§ SOURCE RECORDS:
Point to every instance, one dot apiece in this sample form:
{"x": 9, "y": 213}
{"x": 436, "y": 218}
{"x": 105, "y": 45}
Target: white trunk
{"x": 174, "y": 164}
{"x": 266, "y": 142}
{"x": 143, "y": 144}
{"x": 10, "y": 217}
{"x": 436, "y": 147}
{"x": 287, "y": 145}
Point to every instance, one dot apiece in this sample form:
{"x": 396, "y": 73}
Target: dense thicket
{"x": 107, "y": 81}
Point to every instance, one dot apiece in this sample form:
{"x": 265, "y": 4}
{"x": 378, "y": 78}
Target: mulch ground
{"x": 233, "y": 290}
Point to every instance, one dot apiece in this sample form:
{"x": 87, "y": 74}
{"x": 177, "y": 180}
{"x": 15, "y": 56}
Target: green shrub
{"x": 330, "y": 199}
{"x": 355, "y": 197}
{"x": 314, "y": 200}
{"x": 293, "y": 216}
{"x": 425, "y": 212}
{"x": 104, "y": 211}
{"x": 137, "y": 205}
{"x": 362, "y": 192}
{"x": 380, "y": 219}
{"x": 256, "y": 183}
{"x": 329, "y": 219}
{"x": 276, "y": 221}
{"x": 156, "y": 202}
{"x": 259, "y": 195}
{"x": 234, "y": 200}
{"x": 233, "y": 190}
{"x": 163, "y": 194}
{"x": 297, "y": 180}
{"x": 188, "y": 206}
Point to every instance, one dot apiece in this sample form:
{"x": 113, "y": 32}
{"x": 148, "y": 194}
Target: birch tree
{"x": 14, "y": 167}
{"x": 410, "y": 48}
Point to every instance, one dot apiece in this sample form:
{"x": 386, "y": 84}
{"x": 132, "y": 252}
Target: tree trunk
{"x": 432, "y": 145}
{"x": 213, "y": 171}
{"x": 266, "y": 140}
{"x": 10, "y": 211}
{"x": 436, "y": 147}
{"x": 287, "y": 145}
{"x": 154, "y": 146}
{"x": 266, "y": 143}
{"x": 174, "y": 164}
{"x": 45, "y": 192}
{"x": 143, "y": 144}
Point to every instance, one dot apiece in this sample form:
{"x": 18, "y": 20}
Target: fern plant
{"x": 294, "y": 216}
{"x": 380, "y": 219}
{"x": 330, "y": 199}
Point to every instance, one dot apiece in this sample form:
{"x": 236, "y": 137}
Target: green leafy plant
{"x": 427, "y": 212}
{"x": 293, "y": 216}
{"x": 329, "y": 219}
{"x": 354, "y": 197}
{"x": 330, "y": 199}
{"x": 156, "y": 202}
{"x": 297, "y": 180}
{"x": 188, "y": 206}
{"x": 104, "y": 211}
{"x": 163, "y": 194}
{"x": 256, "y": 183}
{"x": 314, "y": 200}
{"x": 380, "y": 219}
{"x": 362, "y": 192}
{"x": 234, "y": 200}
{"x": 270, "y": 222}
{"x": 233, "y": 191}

§ INSTRUCTIONS FOR THE TASK: Give back all the data exactly as written.

§ EXPECTED OUTPUT:
Point to every instance, one dot apiece in this sample form:
{"x": 9, "y": 213}
{"x": 436, "y": 218}
{"x": 105, "y": 45}
Target: white trunk
{"x": 174, "y": 164}
{"x": 266, "y": 142}
{"x": 143, "y": 144}
{"x": 10, "y": 217}
{"x": 436, "y": 147}
{"x": 287, "y": 145}
Point to every instance, one dot apiece in this sample form:
{"x": 396, "y": 73}
Target: dense thicket
{"x": 107, "y": 81}
Point to every instance, one dot apiece in this sample form:
{"x": 265, "y": 4}
{"x": 378, "y": 78}
Target: mulch ground
{"x": 233, "y": 290}
Point to every instance, one dot apiece in this sample form:
{"x": 87, "y": 74}
{"x": 177, "y": 180}
{"x": 15, "y": 56}
Target: green shrub
{"x": 330, "y": 199}
{"x": 355, "y": 197}
{"x": 314, "y": 200}
{"x": 293, "y": 216}
{"x": 425, "y": 212}
{"x": 104, "y": 211}
{"x": 137, "y": 205}
{"x": 362, "y": 192}
{"x": 380, "y": 219}
{"x": 256, "y": 183}
{"x": 329, "y": 219}
{"x": 276, "y": 221}
{"x": 156, "y": 202}
{"x": 259, "y": 195}
{"x": 234, "y": 200}
{"x": 233, "y": 190}
{"x": 163, "y": 194}
{"x": 297, "y": 180}
{"x": 188, "y": 206}
Point to every instance, one dot apiece in this sample form:
{"x": 113, "y": 32}
{"x": 148, "y": 194}
Target: birch tree
{"x": 14, "y": 167}
{"x": 410, "y": 48}
Point to every instance, one dot apiece in this sample form:
{"x": 386, "y": 84}
{"x": 132, "y": 252}
Target: tree trunk
{"x": 432, "y": 145}
{"x": 213, "y": 171}
{"x": 266, "y": 140}
{"x": 10, "y": 211}
{"x": 436, "y": 147}
{"x": 287, "y": 145}
{"x": 154, "y": 146}
{"x": 266, "y": 143}
{"x": 174, "y": 164}
{"x": 45, "y": 192}
{"x": 143, "y": 144}
Point to every instance, one dot apiece in this sample form:
{"x": 18, "y": 20}
Target: fern plant
{"x": 294, "y": 216}
{"x": 380, "y": 219}
{"x": 330, "y": 199}
Point to every instance, one dot apiece in this sample form:
{"x": 236, "y": 137}
Target: green leafy plant
{"x": 427, "y": 212}
{"x": 293, "y": 216}
{"x": 329, "y": 219}
{"x": 354, "y": 197}
{"x": 330, "y": 199}
{"x": 156, "y": 202}
{"x": 297, "y": 180}
{"x": 188, "y": 206}
{"x": 104, "y": 211}
{"x": 163, "y": 194}
{"x": 256, "y": 183}
{"x": 314, "y": 200}
{"x": 380, "y": 219}
{"x": 362, "y": 192}
{"x": 234, "y": 200}
{"x": 270, "y": 222}
{"x": 233, "y": 191}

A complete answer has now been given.